(Record list):
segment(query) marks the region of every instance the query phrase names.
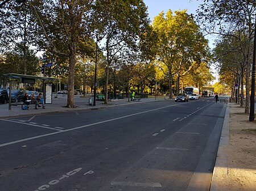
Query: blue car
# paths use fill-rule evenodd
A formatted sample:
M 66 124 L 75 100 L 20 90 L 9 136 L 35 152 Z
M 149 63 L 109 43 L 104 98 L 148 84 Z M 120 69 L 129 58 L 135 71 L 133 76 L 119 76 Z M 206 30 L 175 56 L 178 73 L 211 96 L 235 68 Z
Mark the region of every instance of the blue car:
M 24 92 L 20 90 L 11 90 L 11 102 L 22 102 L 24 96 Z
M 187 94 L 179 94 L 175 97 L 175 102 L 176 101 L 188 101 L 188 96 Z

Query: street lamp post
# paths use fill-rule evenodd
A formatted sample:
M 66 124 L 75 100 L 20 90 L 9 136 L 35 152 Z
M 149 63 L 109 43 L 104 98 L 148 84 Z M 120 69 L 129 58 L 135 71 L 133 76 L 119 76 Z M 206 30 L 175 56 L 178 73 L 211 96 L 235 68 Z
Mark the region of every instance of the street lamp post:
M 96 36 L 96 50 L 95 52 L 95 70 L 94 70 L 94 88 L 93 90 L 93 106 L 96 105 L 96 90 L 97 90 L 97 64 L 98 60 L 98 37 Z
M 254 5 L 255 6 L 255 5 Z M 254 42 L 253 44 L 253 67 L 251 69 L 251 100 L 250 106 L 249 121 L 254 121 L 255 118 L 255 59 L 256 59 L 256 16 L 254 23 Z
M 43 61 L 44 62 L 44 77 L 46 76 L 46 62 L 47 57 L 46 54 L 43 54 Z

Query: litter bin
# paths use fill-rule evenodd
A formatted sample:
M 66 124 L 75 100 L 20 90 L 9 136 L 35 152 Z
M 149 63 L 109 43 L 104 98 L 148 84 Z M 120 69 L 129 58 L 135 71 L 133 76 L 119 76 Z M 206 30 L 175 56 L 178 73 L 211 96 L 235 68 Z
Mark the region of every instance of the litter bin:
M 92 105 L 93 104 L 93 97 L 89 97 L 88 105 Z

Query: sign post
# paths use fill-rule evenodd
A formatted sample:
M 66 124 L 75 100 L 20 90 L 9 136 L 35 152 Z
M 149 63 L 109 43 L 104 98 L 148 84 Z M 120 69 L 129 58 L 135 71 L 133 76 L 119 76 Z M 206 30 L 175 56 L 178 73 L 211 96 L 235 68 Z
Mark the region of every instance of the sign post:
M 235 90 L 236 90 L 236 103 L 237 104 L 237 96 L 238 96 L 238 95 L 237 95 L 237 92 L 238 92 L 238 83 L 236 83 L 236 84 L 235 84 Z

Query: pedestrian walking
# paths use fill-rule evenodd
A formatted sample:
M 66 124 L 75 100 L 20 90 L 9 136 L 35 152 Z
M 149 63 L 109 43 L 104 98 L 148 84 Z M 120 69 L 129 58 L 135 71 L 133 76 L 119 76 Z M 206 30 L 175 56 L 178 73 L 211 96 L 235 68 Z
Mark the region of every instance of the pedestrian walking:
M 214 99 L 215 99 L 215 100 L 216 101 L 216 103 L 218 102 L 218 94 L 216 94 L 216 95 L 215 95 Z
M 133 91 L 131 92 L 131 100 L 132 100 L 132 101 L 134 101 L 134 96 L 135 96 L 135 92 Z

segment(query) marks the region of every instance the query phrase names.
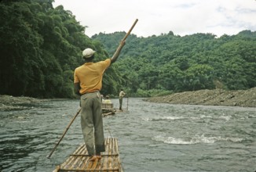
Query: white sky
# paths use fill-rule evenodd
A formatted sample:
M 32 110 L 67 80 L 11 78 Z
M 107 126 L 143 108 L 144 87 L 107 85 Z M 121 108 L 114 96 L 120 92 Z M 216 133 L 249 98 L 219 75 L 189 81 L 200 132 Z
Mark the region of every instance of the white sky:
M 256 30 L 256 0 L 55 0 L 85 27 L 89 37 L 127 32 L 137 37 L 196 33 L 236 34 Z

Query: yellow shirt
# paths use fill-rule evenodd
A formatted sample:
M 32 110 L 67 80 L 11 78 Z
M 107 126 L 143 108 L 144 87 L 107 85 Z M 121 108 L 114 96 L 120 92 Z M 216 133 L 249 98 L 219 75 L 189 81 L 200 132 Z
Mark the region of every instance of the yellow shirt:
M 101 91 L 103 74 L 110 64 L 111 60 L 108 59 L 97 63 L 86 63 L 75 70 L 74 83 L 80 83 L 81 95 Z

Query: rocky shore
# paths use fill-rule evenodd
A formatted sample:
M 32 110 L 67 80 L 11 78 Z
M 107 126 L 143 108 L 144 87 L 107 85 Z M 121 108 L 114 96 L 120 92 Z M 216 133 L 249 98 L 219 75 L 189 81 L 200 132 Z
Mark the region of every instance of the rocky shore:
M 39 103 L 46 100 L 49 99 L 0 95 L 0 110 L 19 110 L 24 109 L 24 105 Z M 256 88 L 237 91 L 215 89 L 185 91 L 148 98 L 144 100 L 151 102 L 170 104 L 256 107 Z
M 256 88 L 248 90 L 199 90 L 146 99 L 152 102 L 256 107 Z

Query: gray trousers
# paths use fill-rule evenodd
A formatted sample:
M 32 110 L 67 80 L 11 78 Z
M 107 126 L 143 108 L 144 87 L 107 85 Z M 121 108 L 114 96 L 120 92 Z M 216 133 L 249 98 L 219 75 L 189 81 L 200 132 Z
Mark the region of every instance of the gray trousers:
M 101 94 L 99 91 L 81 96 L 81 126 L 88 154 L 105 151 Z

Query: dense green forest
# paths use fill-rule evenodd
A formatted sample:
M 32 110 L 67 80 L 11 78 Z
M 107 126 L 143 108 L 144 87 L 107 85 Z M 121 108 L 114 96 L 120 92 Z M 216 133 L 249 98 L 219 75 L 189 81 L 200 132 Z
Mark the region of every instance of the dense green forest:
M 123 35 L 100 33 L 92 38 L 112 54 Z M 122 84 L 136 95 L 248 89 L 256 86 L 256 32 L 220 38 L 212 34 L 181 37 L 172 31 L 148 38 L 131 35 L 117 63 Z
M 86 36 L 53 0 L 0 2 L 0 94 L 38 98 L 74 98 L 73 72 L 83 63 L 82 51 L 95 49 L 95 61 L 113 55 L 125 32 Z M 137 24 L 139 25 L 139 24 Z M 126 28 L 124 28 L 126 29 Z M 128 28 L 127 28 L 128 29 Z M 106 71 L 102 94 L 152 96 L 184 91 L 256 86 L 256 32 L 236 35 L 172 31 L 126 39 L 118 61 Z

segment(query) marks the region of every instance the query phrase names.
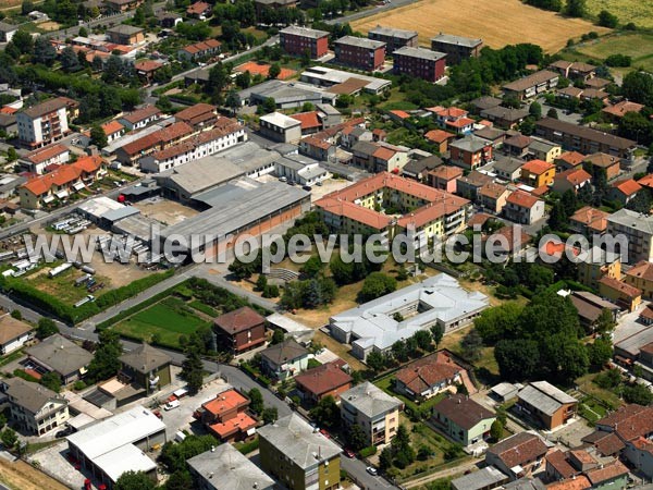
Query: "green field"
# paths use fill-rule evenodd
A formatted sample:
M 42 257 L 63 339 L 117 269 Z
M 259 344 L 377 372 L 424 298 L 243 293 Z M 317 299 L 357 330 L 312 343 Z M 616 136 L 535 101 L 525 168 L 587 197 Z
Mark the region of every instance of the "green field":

(Given request): Substitute "trash can" for "litter bin" in everything from the line with "Query: street lamp post" down to the line with "M 133 91 L 131", both ends included, and write out only those rows with no other change.

(Solution):
Query: street lamp post
# paths use fill-rule evenodd
A formatted sample:
M 66 124 L 75 100 L 20 90 L 9 136 L 35 152 Z
M 149 63 L 109 43 L 104 98 L 148 84 Z M 120 69 L 129 58 L 135 71 L 133 76 L 119 76 Z M 206 30 L 175 56 L 178 73 L 211 96 L 235 68 Z
Mark the region of every instance of the street lamp post:
M 96 36 L 96 50 L 95 52 L 95 70 L 94 70 L 94 88 L 93 90 L 93 106 L 96 105 L 96 90 L 97 90 L 97 64 L 98 60 L 98 37 Z
M 254 5 L 255 6 L 255 5 Z M 254 42 L 253 44 L 253 67 L 251 69 L 251 100 L 250 106 L 249 121 L 254 121 L 255 118 L 255 59 L 256 59 L 256 16 L 254 23 Z
M 43 61 L 44 62 L 44 77 L 46 76 L 46 62 L 47 57 L 46 54 L 43 54 Z

Query: trash can
# paths use fill-rule evenodd
A formatted sample:
M 66 124 L 75 100 L 20 90 L 9 136 L 35 152 Z
M 149 63 L 109 43 L 104 98 L 148 84 Z M 120 69 L 129 58 L 135 71 L 133 76 L 119 76 Z M 206 30 L 175 56 L 178 73 L 211 96 L 235 68 Z
Mark the region of every instance of the trash can:
M 92 105 L 93 104 L 93 97 L 89 97 L 88 105 Z

Query: sign post
# paths use fill-rule evenodd
A formatted sample:
M 66 124 L 75 100 L 20 90 L 9 136 L 35 152 Z
M 149 63 L 109 43 L 104 98 L 148 84 Z M 120 69 L 129 58 L 135 71 L 133 76 L 119 76 Z M 206 30 L 175 56 L 178 73 L 211 96 L 235 68 Z
Mark the region of every instance of the sign post:
M 235 90 L 236 90 L 236 103 L 237 104 L 237 96 L 238 96 L 238 95 L 237 95 L 237 92 L 238 92 L 238 83 L 236 83 L 236 84 L 235 84 Z

Query: pedestrian walking
# paths use fill-rule evenodd
A formatted sample:
M 66 124 L 75 100 L 20 90 L 9 136 L 35 152 Z
M 149 63 L 109 43 L 104 98 L 148 84 Z M 120 69 L 129 58 L 135 71 L 133 76 L 119 76 Z M 206 30 L 175 56 L 178 73 L 211 96 L 235 68 Z
Mark the region of every instance of the pedestrian walking:
M 214 99 L 215 99 L 215 100 L 216 101 L 216 103 L 218 102 L 218 94 L 216 94 L 216 95 L 215 95 Z
M 133 91 L 131 92 L 131 100 L 132 100 L 132 101 L 134 101 L 134 96 L 135 96 L 135 92 Z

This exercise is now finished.